**Exercise**. Copy out each line of the records below in which the word "pillar" appears.

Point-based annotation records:
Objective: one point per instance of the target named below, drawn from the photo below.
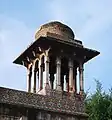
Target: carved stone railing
(53, 101)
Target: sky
(91, 21)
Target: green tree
(99, 104)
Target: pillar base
(45, 90)
(59, 88)
(81, 92)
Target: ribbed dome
(55, 28)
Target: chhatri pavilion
(55, 77)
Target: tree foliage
(99, 104)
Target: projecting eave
(54, 42)
(89, 54)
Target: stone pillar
(67, 82)
(70, 65)
(35, 77)
(81, 79)
(51, 79)
(58, 73)
(62, 81)
(40, 74)
(46, 82)
(29, 75)
(75, 79)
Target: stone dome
(55, 28)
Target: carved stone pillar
(35, 77)
(40, 74)
(46, 82)
(51, 79)
(29, 75)
(67, 82)
(75, 79)
(62, 81)
(58, 73)
(70, 65)
(81, 79)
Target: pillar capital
(70, 63)
(58, 60)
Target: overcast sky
(91, 21)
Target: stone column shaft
(70, 75)
(75, 79)
(58, 73)
(29, 75)
(81, 79)
(51, 80)
(40, 75)
(35, 77)
(46, 82)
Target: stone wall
(55, 104)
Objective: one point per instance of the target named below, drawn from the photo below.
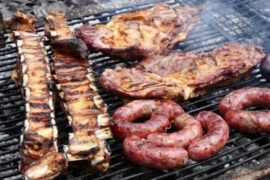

**Solution to the problem**.
Target: pillar base
Target: stone pillar
Target: carved stone pillar
Target: pillar capital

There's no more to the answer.